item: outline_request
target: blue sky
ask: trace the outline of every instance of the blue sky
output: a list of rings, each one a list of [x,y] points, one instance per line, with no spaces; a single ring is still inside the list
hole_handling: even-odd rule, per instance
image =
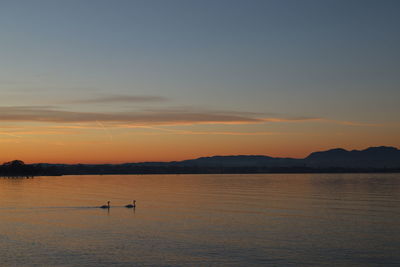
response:
[[[0,107],[322,118],[388,124],[384,139],[399,131],[399,11],[390,0],[1,1]]]

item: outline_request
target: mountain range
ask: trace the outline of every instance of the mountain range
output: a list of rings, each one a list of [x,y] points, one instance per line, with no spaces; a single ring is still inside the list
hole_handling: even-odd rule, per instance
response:
[[[172,162],[124,164],[34,164],[45,174],[400,172],[400,150],[370,147],[313,152],[298,158],[262,155],[212,156]]]
[[[400,150],[387,146],[351,151],[336,148],[302,159],[236,155],[124,164],[24,164],[15,160],[0,165],[0,176],[314,172],[400,172]]]

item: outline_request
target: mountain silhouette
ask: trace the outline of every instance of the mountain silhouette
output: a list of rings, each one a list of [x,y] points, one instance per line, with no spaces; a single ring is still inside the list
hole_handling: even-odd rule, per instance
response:
[[[22,161],[12,161],[0,165],[0,176],[31,173],[34,175],[78,175],[313,172],[400,172],[400,150],[387,146],[351,151],[335,148],[313,152],[303,159],[234,155],[171,162],[25,165]]]

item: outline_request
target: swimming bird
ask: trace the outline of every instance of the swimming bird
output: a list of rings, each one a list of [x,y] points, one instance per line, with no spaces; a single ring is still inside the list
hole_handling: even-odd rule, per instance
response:
[[[103,205],[99,207],[100,209],[109,209],[110,208],[110,201],[107,201],[107,205]]]
[[[136,207],[136,200],[132,201],[132,204],[128,204],[125,208],[135,208]]]

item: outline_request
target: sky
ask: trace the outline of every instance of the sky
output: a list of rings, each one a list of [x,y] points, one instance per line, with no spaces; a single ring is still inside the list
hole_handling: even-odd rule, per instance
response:
[[[400,147],[396,0],[0,1],[0,163]]]

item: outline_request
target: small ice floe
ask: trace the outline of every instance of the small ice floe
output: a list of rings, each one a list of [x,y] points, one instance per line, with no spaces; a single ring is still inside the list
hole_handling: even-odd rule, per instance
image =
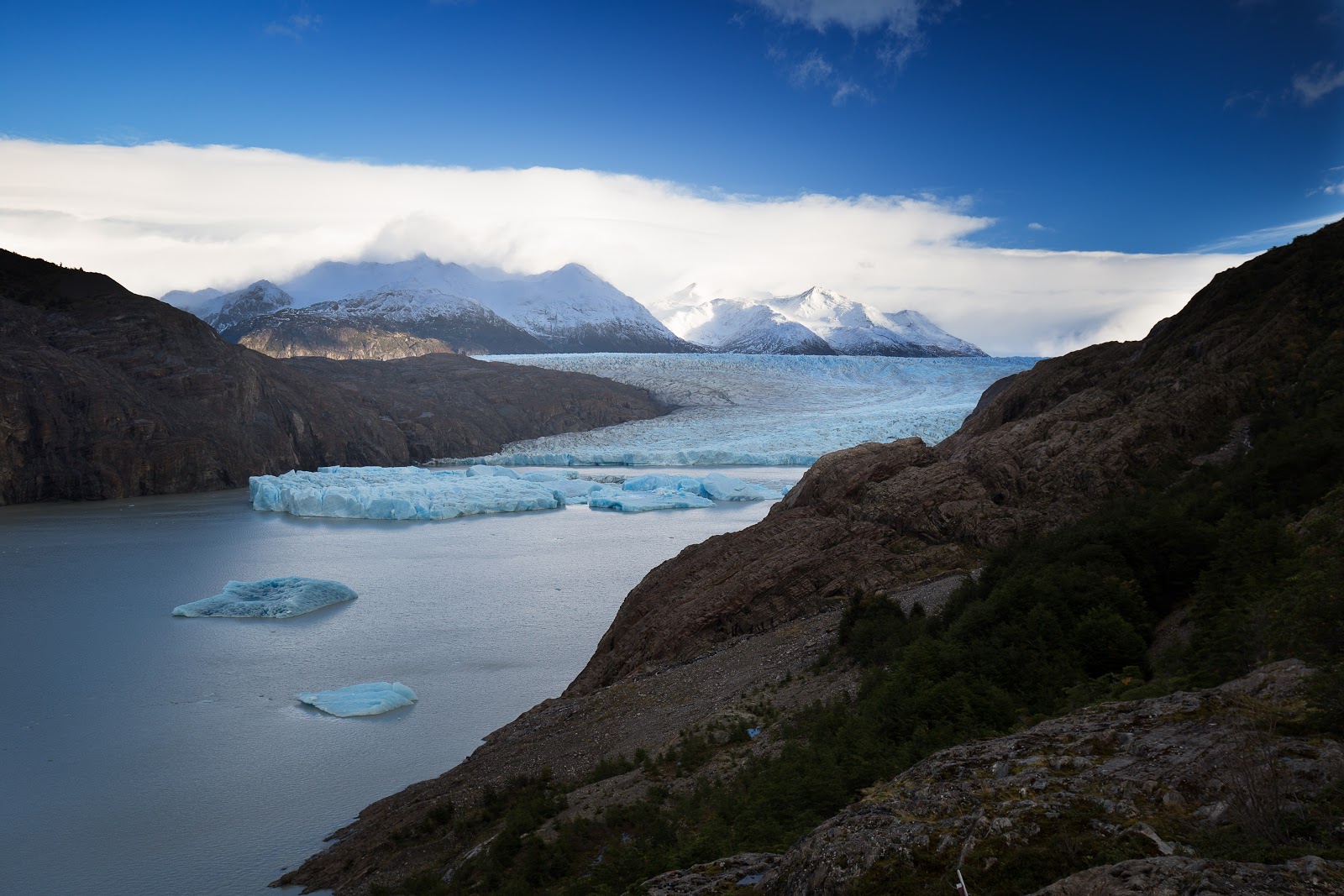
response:
[[[372,681],[362,685],[317,690],[298,695],[300,703],[321,709],[333,716],[376,716],[388,709],[399,709],[415,703],[415,692],[401,681]]]
[[[288,619],[355,598],[356,594],[340,582],[286,575],[261,582],[226,582],[223,592],[173,607],[172,614],[175,617]]]
[[[714,506],[710,498],[702,498],[689,492],[675,492],[672,489],[653,489],[652,492],[617,492],[603,489],[589,496],[589,506],[593,509],[622,510],[625,513],[640,513],[642,510],[687,510],[689,508]]]

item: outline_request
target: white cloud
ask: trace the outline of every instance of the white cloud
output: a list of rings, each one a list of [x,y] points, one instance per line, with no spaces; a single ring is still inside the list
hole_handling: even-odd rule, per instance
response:
[[[293,38],[298,40],[305,31],[316,31],[323,23],[323,17],[308,12],[289,16],[284,21],[271,21],[266,26],[266,34],[271,38]]]
[[[931,4],[927,0],[749,0],[788,23],[806,24],[817,31],[840,26],[855,34],[887,30],[902,36],[919,31],[919,20]],[[945,4],[946,5],[946,4]],[[956,5],[956,4],[952,4]]]
[[[1317,62],[1305,75],[1293,75],[1293,94],[1304,106],[1316,105],[1340,87],[1344,87],[1344,71],[1337,71],[1333,62]]]
[[[991,353],[1137,339],[1245,255],[969,244],[965,200],[706,193],[630,175],[325,161],[269,149],[0,140],[0,246],[159,296],[417,253],[542,271],[579,262],[649,302],[814,283],[914,308]]]
[[[793,82],[794,87],[810,87],[825,83],[833,73],[835,69],[831,67],[825,56],[813,51],[802,62],[793,66],[789,71],[789,81]]]

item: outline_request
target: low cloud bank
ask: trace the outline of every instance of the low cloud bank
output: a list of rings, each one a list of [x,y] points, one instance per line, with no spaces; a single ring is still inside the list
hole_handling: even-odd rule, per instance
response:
━━━━━━━━━━━━━━━━
Request: Repeat verbatim all the material, but not the pictures.

Correct response:
item: outline_request
target: blue sky
ask: trace the outline of every instance of the blue sky
output: a list of rings, each one a list of [x,y] points, one instance per line, with no spaces; a single ring is still inside the list
hole_handling: even-odd rule, per instance
image =
response:
[[[0,107],[322,118],[388,124],[384,139],[399,131],[399,11],[390,0],[1,1]]]

item: outline_request
target: mountain range
ask: trace the outline of every instance of the mountain range
output: a list of rings, each one a list of [x,y] points, one instance per line, with no spaces; a single ring is still inside the list
hole_handling: even-odd rule, per instance
response:
[[[172,162],[124,164],[34,164],[45,174],[400,172],[400,150],[370,147],[313,152],[298,158],[262,155],[212,156]]]
[[[400,150],[387,146],[351,151],[336,148],[302,159],[236,155],[124,164],[24,164],[15,160],[0,165],[0,176],[314,172],[400,172]]]

item: outline_request
target: mountain silhouette
ask: trace the outline of every instance of the mountain silhouette
output: a list of rings, each one a list of [x,y] points, one instance per line, with no spaces; a single ring is still inside the list
hole_handling: even-odd rule, per instance
response:
[[[22,161],[12,161],[0,165],[0,176],[31,173],[34,175],[78,175],[313,172],[400,172],[400,150],[387,146],[351,151],[335,148],[313,152],[303,159],[234,155],[171,162],[25,165]]]

item: outline_request
target: swimming bird
ask: trace the outline of every instance of the swimming bird
output: a list of rings, each one a list of [x,y] points, one instance per line, with no spaces; a single ring is still inside the list
hole_handling: even-odd rule, per instance
response:
[[[103,205],[99,207],[100,209],[109,209],[110,208],[110,201],[107,201],[107,205]]]
[[[136,207],[136,200],[132,201],[132,204],[128,204],[125,208],[135,208]]]

item: outline_request
target: sky
ask: trace the outline of every instance of the sky
output: a list of rings, each one a list of [x,y] points, one instance per line, with no spaces; a single ring is still inside the list
hole_handling: even-odd rule, per instance
response:
[[[400,147],[396,0],[0,1],[0,163]]]

item: outline_request
target: small ice floe
ask: trace the outline of every instance of the small ice floe
output: a list of rings, each one a list of [x,y] points, one instance per line, with no spaces; a single ring is still inside the list
hole_handling: even-odd rule, per instance
image =
response:
[[[372,681],[362,685],[317,690],[298,695],[300,703],[321,709],[333,716],[376,716],[388,709],[399,709],[415,703],[415,692],[401,681]]]
[[[288,619],[355,598],[356,594],[340,582],[286,575],[261,582],[226,582],[223,592],[173,607],[172,614],[175,617]]]
[[[714,506],[710,498],[702,498],[689,492],[675,492],[672,489],[653,489],[652,492],[617,492],[603,489],[589,496],[589,506],[593,509],[622,510],[625,513],[640,513],[642,510],[687,510],[689,508]]]

item: outline_request
target: white cloud
ask: trace the outline of every instance of the white cloud
output: a list of rings, each one a list of [x,y] points, one instance per line, with no spaces; a single ring is still inside the list
hole_handling: even-odd rule, per instance
response:
[[[293,38],[298,40],[305,31],[316,31],[323,23],[323,17],[308,12],[289,16],[284,21],[271,21],[266,26],[266,34],[271,38]]]
[[[931,4],[927,0],[749,0],[788,23],[806,24],[817,31],[840,26],[855,34],[887,30],[902,36],[919,31],[919,20]],[[945,4],[946,5],[946,4]],[[956,5],[956,4],[952,4]]]
[[[1317,62],[1305,75],[1293,75],[1293,94],[1304,106],[1316,105],[1340,87],[1344,87],[1344,71],[1337,71],[1333,62]]]
[[[991,353],[1137,339],[1245,255],[969,244],[965,200],[706,193],[630,175],[325,161],[269,149],[0,140],[0,246],[159,296],[417,253],[542,271],[579,262],[649,302],[814,283],[914,308]]]
[[[793,82],[794,87],[810,87],[825,83],[833,73],[835,69],[831,67],[825,56],[813,51],[802,62],[793,66],[789,71],[789,81]]]

item: outline_request
target: low cloud bank
ask: trace the outline of every instance of the low cloud bank
output: a list of rings, each one a list of [x,y] points, one instance per line, with no spaces; a single ring is still inside the list
hole_handling: even-odd rule, per instance
response:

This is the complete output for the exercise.